▶ _Reading text_:
================================

Are You Wasting Money on Multivitamins?

By Simeon Margolis, M.D., Ph.D. -


Advertisements with tantalizing promises of improved health, prevention of cancer and heart disease, and greater energy have lured millions of Americans to spend billions of dollars on the purchase of multivitamins.


An article in the February 9 issue of Archives of Internal Medicine reported that multivitamin use did not protect the 161,808 postmenopausal women enrolled in the Women's Health Initiative Study from common forms of cancer, heart attacks, or strokes. And the numbers of deaths during the 8 years of the study were the same in vitamin users as in non-users. Still, it is important to recognize that this was an observational study, not a more meaningful clinical trial. Although these findings apply only to women, other studies have failed to show benefits of multivitamins in older men.

These results are not at all surprising for several reasons. No large study has shown that multivitamins significantly benefit healthy men and women. In addition, for some years physicians prescribed folic acid and vitamins B12 and B6 in the hopes of preventing heart attacks and strokes by lowering blood levels of homocysteine. (High blood levels of homocysteine are associated with an increased risk of coronary and other vascular diseases.) A number of recent studies, however, have shown that, while these vitamins do lower homocysteine levels, they do not prevent heart attacks or strokes.

Many doctors have also prescribed the antioxidants vitamin E and beta-carotene to reduce the risk of cardiovascular diseases and cancer. Alas, studies have now proven that these supplements are not protective--and may even be harmful.

No one denies that an adequate intake of vitamins is essential; however, vitamins can and should be obtained from eating enough healthy foods rather than from swallowing vitamin supplements.

================================

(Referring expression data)
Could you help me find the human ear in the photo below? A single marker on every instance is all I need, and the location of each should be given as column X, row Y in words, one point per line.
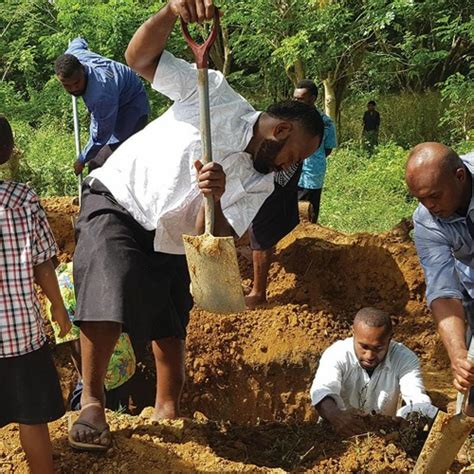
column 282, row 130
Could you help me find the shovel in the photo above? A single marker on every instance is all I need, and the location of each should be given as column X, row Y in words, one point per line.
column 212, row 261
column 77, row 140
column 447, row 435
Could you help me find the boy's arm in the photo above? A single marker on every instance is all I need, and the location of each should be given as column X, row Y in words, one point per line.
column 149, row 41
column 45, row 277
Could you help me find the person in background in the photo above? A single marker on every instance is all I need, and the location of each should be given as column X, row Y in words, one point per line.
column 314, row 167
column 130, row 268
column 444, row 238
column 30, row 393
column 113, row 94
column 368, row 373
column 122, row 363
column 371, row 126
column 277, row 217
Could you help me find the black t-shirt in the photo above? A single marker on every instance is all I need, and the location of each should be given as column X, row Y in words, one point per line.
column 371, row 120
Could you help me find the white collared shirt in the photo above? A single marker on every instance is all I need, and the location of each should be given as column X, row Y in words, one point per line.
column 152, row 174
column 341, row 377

================================

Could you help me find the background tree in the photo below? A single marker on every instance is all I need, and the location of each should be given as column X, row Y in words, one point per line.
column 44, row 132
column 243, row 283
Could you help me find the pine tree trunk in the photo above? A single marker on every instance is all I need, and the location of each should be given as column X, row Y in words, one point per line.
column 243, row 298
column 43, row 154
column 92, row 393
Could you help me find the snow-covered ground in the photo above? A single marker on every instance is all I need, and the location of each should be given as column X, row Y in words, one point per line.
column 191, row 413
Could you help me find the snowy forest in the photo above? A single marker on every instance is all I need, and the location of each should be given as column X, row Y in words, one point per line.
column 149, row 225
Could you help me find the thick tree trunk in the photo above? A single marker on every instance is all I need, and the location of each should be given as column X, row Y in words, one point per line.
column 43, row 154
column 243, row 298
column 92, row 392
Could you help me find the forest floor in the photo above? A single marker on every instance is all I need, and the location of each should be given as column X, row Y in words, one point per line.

================================

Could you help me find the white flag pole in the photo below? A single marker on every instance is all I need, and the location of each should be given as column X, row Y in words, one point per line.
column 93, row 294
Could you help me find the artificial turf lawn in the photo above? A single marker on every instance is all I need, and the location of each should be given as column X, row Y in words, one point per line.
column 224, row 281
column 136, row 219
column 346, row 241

================================

▶ _Work instruction_:
In the multivitamins reading text, how many postmenopausal women were enrolled in the Women's Health Initiative Study?

▶ _Answer to this problem_:
161,808